Отрывок:
━━━━━━━━

Конечно, такое отношение к нему оставалось бы и впредь, если бы война немцами не была проиграна. Теперь обаяние его в средних германских кругах, да также и в высших, сильно померкло (побежденный всегда не прав) – но все же у очень многих не исчезло совсем. Либеральная интеллигенция продолжает его с еще большею силою не любить. Говорят, что, кого боятся, того не любят… Но сильная в своей единодушной злобе ко всему монархическому, она, как и везде, зачастую становится смешною в своих преувеличенных опасениях и жалкою, когда на нее падают заслуженные ею удары ее противников.

Во всяком случае, как бы ни судить о Вильгельме II, все же приходится признать, что среди современных ему правителей он был наиболее оригинальным, даже красочным монархом, сумевшим, несмотря на свои странности, высоко держать знамя своей страны и много сделавшего для ее развития. Зачастую он бывал намного дальновиднее своих министров.

В отсутствие кайзера Германии приходится переживать намного более тяжелые дни. И, кончено, не одна проигранная война является тут причиной.

Мне не кажется смешной его крепкая вера в свое высокое призвание, как и его упорное нежелание держаться в тени. Человек, недостаточно высоко ставящий свои обязанности, не верящий в их особую святость, не имеет и права управлять обширной страной. Он не только может, но и обязан как ответственный правитель своей страны идти против идей своего времени, если идеи эти – всегда преходящие – ему представляются малопродуманными, опасными для государства и для всей исторической жизни народа, ему врученного. Правда, в большинстве случаев борьба бывала в наши смутные дни неравна – заманчивые, но призрачные возможности «народоправства», внушенные кем-то безответственным большинству, обыкновенно временно побеждали. Но это, конечно, еще не означает, чтобы правда, бескорыстие, совесть и вдумчивость были на стороне таких победителей.

Стремления императора Вильгельма II быть самостоятельным мне всегда поэтому нравились, да и не мне одному – монарх, призванный властвовать на благо страны, для успешности такого властвования необходимо должен стремиться быть самодержавным, в особенности когда начинают замечаться признаки смуты. Пока идет все гладко, можно и забавляться самоуправлением, но только не в дни народных бедствий.

Это понимает и демократическая Америка, давая в таких случаях всю полноту власти своему президенту. Наполеон, рожденный «освободительной» революцией, в подобных случаях любил повторять: «Никаких клубов и никаких партий! Никаких теорий, народных правительств, фраз и речей идеологов! Им просто дают какую-нибудь игрушку, с которой они забавляются и проводят время!»

━━━━━━━━

Задание 1: Что, согласно отрывку о Вильгельме II, дает своему президенту демократическая Америка в таких случаях?
Задание 2: Перечислите качества, которые, по словам отрывка о Вильгельме II, не обязательно находятся на стороне победителей в борьбе за «народоправство».
Задание 3: Процитируйте часть отрывка о Вильгельме II: начните со слов «Конечно, такое отношение» и остановитесь после слов «удары ее противников.».

━━━━━━━━

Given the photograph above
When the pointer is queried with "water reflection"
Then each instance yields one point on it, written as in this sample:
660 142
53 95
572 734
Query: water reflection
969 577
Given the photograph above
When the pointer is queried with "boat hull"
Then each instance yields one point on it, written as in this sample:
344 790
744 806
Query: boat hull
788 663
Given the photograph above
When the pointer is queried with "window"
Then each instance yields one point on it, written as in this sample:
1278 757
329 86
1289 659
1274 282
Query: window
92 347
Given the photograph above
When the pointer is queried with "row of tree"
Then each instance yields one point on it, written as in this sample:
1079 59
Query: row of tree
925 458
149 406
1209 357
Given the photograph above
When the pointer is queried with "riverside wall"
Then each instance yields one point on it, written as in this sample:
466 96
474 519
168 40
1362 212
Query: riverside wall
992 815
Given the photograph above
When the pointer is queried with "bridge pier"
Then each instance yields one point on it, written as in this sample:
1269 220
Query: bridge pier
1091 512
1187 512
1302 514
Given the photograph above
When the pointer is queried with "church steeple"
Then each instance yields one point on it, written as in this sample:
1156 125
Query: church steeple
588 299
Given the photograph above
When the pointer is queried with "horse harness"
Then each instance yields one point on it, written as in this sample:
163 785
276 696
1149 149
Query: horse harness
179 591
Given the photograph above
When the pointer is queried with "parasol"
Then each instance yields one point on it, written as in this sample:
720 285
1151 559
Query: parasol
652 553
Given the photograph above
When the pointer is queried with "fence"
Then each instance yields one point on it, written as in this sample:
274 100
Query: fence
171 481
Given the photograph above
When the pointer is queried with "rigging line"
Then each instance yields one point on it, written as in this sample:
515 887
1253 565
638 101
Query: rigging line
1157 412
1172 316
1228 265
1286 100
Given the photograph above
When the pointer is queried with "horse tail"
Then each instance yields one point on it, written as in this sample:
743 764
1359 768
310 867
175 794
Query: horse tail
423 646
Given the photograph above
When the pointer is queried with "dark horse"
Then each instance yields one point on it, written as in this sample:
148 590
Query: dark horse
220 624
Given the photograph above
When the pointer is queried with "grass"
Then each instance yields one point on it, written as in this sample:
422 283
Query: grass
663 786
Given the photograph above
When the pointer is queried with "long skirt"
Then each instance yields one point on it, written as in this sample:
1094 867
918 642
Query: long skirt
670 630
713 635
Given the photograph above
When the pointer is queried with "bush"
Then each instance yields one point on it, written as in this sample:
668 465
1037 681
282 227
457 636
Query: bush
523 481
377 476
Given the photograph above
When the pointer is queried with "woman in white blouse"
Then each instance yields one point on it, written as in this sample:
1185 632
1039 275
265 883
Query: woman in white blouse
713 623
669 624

━━━━━━━━

Ответ 1: Всю полноту власти.

Ответ 2: Правда, бескорыстие, совесть и вдумчивость.

Ответ 3:
Конечно, такое отношение к нему оставалось бы и впредь, если бы война немцами не была проиграна. Теперь обаяние его в средних германских кругах, да также и в высших, сильно померкло (побежденный всегда не прав) – но все же у очень многих не исчезло совсем. Либеральная интеллигенция продолжает его с еще большею силою не любить. Говорят, что, кого боятся, того не любят… Но сильная в своей единодушной злобе ко всему монархическому, она, как и везде, зачастую становится смешною в своих преувеличенных опасениях и жалкою, когда на нее падают заслуженные ею удары ее противников.